→ **Exercise objective**
Reproduce each of the entries below word for word, with no changes.

→ **Data for this task**
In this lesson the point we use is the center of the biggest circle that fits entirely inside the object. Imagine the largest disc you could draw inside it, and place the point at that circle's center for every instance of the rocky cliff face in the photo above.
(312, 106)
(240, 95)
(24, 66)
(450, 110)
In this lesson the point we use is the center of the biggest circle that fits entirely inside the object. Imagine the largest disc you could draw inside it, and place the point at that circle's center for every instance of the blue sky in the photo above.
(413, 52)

→ **Task output**
In this lesson the point we use is the center of the biggest circle that fits entirely inside the object. Imagine the largest disc you could draw inside it, and place the point at that circle's center for every instance of the rocky cliff face in the photo above.
(312, 106)
(240, 95)
(24, 66)
(450, 110)
In this lesson the point we use is the center of the biggest circle that fits entirely inside the object. Imagine the largest disc you could draw inside it, and place the point at that circle's center for every instance of the blue sky in the photo above.
(413, 52)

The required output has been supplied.